**TAREA PROPUESTA**. Transcribe sin cambios el fragmento del texto sobre la crisis venezolana que empieza con "Tanto las cifras" y sigue hasta "a acusar recibo.".

**TEXTO PRESENTADO**.

»»

Tanto las cifras macroeconómicas como el testimonio cotidiano de los venezolanos de toda condición social hablan de tal escasez de alimentos y medicinas, de tan generalizado colapso de la asistencia médica pública y privada, que clamar por la declaratoria a corto plazo de una emergencia humanitaria generalizada no es exagerado. Justamente eso han hecho recientemente, en un documento muy serio y circunstanciado, más de 60 ONG venezolanas, sin que el Gobierno se haya dignado siquiera a acusar recibo.
La disfuncionalidad de lo que alguna vez pudo llamarse Estado, hoy ya derrotado por todas las formas imaginables de crimen organizado, ha convertido el país en un infierno donde, anualmente, decenas de miles de homicidios a manos del hampa común quedan tan impunes como las masivas ejecuciones extrajudiciales con que los corruptos cuerpos policiales responden a la acción de las bandas criminales, muchas de ellas armadas y protegidas por el cartel narcomilitar del que el mismísimo Nicolás Maduro y el clan encabezado por su esposa, Cilia Flores, son competidores comerciales.

««

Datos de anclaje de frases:
»»

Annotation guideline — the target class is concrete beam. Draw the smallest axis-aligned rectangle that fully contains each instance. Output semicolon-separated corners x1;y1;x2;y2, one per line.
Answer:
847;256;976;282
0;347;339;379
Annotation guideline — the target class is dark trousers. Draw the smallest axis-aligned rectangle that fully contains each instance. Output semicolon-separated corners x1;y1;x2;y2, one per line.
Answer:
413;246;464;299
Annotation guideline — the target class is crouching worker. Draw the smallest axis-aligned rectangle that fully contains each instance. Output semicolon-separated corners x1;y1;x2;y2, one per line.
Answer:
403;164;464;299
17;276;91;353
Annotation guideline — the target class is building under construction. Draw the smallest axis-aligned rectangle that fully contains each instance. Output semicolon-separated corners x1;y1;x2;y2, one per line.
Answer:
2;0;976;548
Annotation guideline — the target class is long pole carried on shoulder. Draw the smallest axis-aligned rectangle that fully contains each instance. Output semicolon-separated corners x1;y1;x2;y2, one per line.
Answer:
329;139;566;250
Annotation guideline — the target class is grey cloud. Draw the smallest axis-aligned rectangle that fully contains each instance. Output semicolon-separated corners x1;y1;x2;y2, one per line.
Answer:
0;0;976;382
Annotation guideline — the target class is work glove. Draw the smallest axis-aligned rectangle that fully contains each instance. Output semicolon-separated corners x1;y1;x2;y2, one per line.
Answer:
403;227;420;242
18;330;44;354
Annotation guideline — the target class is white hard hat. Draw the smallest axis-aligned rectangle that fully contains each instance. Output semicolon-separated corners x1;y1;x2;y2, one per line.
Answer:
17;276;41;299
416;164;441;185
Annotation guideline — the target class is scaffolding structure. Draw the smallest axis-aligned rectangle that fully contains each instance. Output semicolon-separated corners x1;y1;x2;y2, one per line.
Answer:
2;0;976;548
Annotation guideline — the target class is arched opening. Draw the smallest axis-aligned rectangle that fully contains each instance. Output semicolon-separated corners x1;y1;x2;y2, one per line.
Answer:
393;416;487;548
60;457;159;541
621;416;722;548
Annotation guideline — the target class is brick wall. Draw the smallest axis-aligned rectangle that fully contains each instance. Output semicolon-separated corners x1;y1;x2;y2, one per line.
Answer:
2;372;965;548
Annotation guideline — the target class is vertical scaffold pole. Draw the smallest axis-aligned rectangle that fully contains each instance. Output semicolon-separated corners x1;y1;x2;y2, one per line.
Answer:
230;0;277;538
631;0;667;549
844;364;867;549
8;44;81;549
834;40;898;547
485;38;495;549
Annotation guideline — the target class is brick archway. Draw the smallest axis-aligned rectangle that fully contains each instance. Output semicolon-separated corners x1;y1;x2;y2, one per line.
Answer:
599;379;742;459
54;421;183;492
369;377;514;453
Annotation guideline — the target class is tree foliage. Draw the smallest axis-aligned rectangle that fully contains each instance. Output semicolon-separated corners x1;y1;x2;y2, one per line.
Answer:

««

**RESPUESTA DE TAREA**.
Tanto las cifras macroeconómicas como el testimonio cotidiano de los venezolanos de toda condición social hablan de tal escasez de alimentos y medicinas, de tan generalizado colapso de la asistencia médica pública y privada, que clamar por la declaratoria a corto plazo de una emergencia humanitaria generalizada no es exagerado. Justamente eso han hecho recientemente, en un documento muy serio y circunstanciado, más de 60 ONG venezolanas, sin que el Gobierno se haya dignado siquiera a acusar recibo.